--- What you have to do ---
Show each line of the material below that contains the string "stands", matching case exactly.

--- Records provided ---
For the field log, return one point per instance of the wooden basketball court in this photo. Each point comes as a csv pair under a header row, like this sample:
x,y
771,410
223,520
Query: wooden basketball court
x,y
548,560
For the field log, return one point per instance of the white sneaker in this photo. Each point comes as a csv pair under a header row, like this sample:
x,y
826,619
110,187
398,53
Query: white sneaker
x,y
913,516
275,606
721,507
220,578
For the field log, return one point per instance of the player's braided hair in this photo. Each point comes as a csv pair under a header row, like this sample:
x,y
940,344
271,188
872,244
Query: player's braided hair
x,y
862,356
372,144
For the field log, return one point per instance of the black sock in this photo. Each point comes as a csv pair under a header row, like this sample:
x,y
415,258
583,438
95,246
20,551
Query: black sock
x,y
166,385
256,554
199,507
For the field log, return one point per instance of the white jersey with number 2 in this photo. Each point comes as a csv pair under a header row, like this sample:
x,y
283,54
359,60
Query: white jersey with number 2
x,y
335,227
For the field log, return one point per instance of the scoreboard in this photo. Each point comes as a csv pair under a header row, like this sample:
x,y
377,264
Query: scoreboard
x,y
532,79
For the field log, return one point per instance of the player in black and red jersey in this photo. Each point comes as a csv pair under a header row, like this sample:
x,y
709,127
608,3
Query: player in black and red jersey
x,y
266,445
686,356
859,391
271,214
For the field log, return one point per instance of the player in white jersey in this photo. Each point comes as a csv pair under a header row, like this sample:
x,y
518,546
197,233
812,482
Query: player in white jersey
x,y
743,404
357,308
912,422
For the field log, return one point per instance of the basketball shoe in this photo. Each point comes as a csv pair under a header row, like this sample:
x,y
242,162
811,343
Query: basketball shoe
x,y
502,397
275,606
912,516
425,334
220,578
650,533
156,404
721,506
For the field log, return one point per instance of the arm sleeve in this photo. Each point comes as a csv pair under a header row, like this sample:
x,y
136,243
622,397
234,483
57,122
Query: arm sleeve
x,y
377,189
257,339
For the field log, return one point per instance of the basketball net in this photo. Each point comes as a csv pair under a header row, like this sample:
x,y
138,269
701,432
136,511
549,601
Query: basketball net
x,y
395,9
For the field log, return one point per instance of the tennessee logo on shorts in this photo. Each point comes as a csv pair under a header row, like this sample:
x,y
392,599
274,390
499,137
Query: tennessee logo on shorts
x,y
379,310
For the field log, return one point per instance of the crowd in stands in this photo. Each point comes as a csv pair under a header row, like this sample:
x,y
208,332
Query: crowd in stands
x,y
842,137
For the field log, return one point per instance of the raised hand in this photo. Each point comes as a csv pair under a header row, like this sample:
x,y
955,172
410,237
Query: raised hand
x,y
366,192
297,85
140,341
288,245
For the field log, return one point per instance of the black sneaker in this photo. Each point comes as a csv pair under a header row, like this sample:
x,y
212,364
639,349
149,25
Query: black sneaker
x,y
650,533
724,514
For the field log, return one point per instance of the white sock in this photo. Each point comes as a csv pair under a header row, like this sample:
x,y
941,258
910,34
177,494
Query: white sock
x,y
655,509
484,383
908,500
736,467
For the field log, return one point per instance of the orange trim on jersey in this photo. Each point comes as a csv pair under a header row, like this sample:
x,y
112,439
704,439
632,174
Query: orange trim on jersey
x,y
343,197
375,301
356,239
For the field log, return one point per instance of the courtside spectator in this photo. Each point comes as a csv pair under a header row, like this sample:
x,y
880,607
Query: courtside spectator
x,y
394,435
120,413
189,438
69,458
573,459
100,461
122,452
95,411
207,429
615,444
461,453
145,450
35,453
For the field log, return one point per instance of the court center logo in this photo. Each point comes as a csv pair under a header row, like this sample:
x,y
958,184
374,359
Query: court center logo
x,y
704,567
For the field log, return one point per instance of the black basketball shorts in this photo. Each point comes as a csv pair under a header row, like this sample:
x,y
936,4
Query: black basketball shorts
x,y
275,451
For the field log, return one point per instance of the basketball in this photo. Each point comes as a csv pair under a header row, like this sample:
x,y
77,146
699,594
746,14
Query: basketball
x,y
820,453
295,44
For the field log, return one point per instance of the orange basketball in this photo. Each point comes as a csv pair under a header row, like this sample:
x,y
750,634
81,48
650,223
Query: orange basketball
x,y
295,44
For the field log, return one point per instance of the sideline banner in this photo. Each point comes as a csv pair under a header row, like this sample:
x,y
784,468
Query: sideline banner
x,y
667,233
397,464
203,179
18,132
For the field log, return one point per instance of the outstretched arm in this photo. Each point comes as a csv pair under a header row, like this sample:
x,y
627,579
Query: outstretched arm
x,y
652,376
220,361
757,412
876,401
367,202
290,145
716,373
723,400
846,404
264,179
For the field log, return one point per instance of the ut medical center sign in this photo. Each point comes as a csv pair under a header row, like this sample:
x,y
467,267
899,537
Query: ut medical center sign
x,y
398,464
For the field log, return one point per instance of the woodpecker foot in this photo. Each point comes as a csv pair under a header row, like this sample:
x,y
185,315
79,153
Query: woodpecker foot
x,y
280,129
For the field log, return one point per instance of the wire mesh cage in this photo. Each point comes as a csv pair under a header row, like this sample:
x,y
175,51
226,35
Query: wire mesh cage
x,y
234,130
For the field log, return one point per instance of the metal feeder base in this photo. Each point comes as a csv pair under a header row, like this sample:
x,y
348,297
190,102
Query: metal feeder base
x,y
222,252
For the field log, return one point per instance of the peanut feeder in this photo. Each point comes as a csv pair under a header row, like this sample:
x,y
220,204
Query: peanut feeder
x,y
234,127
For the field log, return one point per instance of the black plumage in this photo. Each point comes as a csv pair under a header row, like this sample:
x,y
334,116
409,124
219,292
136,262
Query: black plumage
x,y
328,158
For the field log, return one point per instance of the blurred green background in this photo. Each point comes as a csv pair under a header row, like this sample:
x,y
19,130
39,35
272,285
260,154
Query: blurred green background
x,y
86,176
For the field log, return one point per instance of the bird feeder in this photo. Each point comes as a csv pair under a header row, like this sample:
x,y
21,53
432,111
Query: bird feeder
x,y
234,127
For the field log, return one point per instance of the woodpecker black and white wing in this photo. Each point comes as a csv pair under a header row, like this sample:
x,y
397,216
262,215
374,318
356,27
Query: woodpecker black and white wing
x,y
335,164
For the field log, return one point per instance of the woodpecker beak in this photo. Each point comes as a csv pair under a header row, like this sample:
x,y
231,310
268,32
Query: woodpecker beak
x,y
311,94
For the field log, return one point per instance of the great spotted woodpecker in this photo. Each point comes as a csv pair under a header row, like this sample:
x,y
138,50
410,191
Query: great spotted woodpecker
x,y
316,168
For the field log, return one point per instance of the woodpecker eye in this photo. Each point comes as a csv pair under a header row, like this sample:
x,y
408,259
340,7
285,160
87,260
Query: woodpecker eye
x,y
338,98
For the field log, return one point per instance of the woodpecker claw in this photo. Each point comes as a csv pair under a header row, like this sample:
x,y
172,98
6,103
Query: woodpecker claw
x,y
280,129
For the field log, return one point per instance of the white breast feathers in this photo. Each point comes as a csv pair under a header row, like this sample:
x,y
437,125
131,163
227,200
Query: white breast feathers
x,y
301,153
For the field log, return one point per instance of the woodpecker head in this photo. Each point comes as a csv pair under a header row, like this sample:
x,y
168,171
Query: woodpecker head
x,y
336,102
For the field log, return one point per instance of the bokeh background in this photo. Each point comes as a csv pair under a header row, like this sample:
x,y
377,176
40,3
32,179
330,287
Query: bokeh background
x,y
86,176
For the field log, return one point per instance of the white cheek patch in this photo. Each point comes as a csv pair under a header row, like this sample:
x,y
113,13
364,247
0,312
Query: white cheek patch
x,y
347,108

...

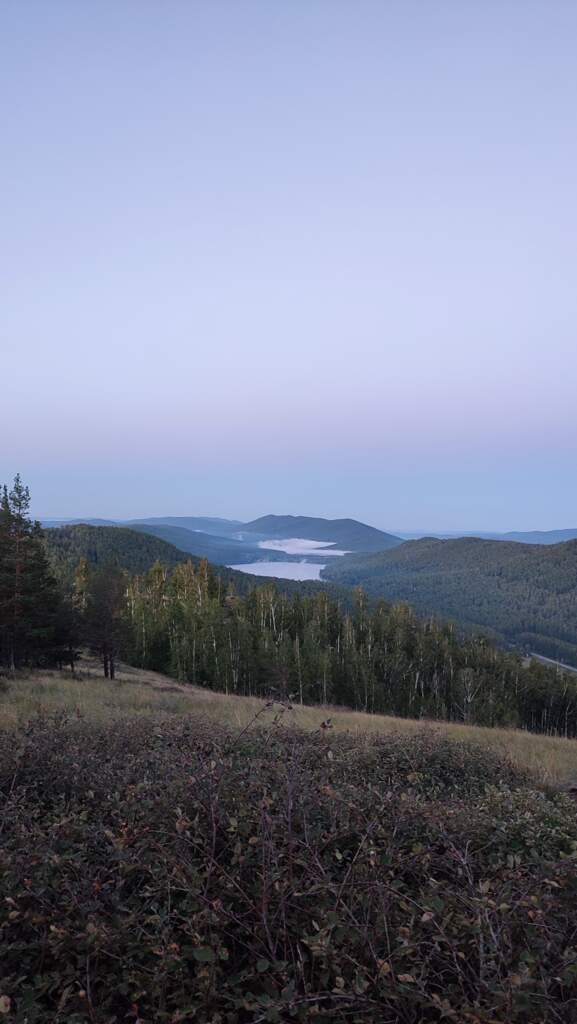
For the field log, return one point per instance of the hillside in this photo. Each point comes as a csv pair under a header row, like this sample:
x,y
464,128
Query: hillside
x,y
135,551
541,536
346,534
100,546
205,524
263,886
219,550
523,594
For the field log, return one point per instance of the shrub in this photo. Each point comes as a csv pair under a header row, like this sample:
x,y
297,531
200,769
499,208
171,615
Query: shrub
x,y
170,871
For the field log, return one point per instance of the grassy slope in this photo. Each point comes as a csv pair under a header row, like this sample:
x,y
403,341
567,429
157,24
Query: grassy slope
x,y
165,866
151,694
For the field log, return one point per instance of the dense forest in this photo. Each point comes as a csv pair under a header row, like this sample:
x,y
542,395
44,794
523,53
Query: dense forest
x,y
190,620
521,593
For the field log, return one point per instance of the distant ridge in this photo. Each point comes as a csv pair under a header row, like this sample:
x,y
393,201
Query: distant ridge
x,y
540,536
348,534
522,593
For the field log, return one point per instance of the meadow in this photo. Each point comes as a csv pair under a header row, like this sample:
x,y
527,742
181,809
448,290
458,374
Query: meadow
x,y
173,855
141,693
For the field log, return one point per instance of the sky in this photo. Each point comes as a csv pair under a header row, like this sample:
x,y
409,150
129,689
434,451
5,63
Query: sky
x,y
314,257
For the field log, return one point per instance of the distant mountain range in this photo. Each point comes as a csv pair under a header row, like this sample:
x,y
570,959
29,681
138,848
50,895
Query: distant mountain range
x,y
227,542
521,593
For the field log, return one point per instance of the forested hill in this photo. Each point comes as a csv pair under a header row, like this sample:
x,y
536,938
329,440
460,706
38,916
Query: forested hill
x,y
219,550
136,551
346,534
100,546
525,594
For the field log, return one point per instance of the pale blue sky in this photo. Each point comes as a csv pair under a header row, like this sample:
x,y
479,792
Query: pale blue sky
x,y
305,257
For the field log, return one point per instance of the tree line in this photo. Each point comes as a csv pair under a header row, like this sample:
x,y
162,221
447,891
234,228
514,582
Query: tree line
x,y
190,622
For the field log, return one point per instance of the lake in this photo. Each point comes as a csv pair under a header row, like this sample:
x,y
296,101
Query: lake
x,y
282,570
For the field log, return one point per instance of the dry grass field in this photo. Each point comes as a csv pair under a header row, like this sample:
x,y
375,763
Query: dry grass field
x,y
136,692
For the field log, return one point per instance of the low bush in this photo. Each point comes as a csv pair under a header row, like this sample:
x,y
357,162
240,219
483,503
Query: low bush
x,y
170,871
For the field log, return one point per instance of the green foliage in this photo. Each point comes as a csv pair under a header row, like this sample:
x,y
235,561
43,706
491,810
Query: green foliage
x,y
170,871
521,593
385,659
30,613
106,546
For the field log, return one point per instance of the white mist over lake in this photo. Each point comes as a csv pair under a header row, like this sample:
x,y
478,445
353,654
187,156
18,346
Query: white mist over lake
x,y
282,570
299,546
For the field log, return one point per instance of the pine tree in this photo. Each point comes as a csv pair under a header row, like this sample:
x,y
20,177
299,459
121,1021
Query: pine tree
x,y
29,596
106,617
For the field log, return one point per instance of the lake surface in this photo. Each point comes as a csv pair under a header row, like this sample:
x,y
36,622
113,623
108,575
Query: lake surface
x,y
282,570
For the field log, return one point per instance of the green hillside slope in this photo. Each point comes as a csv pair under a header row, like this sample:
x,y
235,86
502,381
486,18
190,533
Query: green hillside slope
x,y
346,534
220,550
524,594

--- Result for this task ---
For the field log, return one point per instance of the crowd in stands in this photo. Each point comes as a csv pair under a header row, like this sample:
Query: crowd in stands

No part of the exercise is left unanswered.